INSTRUCTIONS FOR THE TASK -
Find each line in the data below that contains the word "duck" and copy those lines. Treat uppercase and lowercase letters as different.

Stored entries
::::
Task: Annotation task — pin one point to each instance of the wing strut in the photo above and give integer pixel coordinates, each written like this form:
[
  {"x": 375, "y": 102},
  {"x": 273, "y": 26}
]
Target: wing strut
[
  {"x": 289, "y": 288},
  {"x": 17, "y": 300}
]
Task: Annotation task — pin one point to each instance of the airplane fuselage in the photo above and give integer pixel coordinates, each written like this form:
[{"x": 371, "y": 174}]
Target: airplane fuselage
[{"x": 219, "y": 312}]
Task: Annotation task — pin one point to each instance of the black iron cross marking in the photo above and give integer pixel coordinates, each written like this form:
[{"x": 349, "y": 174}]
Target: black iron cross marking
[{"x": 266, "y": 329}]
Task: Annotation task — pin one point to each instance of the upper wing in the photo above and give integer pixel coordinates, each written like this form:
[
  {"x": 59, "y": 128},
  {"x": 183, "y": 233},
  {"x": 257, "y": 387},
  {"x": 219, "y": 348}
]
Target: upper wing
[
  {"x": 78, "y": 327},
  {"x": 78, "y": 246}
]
::::
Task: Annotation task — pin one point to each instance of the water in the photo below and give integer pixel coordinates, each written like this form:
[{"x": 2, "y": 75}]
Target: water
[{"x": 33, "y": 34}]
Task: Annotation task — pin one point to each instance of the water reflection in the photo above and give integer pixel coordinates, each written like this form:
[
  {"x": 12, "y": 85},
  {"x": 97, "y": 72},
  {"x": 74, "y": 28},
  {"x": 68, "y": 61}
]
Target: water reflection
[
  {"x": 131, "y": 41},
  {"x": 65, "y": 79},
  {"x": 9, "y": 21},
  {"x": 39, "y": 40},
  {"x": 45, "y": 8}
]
::::
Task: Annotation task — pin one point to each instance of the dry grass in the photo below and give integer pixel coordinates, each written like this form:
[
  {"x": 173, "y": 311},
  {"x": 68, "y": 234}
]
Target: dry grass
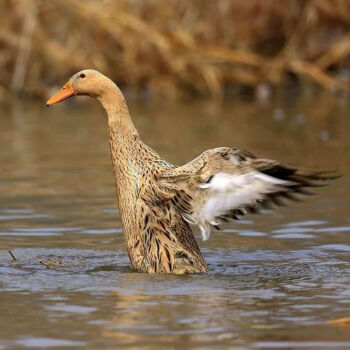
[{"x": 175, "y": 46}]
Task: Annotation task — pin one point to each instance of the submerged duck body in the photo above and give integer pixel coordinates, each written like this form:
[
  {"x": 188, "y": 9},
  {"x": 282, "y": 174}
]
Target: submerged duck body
::::
TASK ANSWER -
Task: Annotation task — pin one point to each instance of the submerged duck body in the photo above and give integer pixel coordinates, each written like this form:
Target: submerged duck body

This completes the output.